Object location annotation data:

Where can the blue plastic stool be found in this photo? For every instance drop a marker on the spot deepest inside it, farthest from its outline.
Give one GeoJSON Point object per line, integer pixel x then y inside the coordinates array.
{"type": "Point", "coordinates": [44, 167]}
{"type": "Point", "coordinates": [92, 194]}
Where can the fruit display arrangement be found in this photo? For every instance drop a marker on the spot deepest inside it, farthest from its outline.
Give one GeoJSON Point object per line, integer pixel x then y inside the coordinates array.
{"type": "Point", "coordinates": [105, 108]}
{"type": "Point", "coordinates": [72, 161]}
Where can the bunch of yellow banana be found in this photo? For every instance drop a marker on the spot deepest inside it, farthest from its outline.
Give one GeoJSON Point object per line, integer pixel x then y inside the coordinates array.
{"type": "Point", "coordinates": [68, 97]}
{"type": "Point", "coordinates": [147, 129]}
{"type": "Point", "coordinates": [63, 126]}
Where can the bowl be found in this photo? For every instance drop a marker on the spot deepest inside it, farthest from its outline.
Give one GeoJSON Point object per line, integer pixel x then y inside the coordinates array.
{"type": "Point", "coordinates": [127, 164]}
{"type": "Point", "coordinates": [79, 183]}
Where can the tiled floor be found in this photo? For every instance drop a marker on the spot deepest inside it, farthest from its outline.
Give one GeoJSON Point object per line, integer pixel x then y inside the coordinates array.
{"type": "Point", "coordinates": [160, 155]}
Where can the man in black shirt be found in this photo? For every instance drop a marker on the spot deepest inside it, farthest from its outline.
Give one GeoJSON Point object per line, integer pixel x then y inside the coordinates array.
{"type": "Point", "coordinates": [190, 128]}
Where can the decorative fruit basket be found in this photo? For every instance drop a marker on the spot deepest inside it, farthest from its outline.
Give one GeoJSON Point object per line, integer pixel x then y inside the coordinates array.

■ WHAT TO DO: Reproduce the material above, every line of it, exactly.

■ SOLUTION TO THIS TASK:
Where can the blue plastic stool be found in this photo? For every instance drop a marker on the spot deepest inside it, farthest from its outline.
Give one GeoJSON Point object per line, integer pixel x then y inside the coordinates array.
{"type": "Point", "coordinates": [44, 167]}
{"type": "Point", "coordinates": [92, 194]}
Where can the fruit display arrangement be found in this photo? For every instance drop a marker on the spot deepest inside it, farthest from its outline.
Give one GeoJSON Point object per line, integer pixel x then y inside the coordinates array.
{"type": "Point", "coordinates": [105, 108]}
{"type": "Point", "coordinates": [72, 161]}
Where can the bunch of yellow banana be found in this photo? For every instance drop a marker on the spot deepest inside it, farthest from its outline.
Give one GeoJSON Point object per line, integer pixel x then y inside the coordinates array.
{"type": "Point", "coordinates": [68, 97]}
{"type": "Point", "coordinates": [147, 129]}
{"type": "Point", "coordinates": [63, 126]}
Where can the bowl be found in this photo? For every instance drop a marker on the spot deepest inside it, farthest from its outline.
Give one GeoJSON Point object per line, integer pixel x then y inside the coordinates array.
{"type": "Point", "coordinates": [127, 164]}
{"type": "Point", "coordinates": [79, 183]}
Where can the tiled floor be found in this photo? For every instance drop a marker on the spot deepest inside it, farthest from its outline.
Give one GeoJSON Point object per line, integer pixel x then y inside the coordinates array.
{"type": "Point", "coordinates": [160, 155]}
Where can the man in black shirt be found in this photo? For every instance drop a marker on the spot deepest inside it, farthest from its outline.
Give one GeoJSON Point object per line, integer pixel x then y inside the coordinates array.
{"type": "Point", "coordinates": [190, 128]}
Where can the decorative fruit basket be found in this photo? For every instance drop a marker on the spot deepest inside it, farthest from its outline.
Give one GeoJSON Point object per line, integer pixel x then y inside the coordinates array.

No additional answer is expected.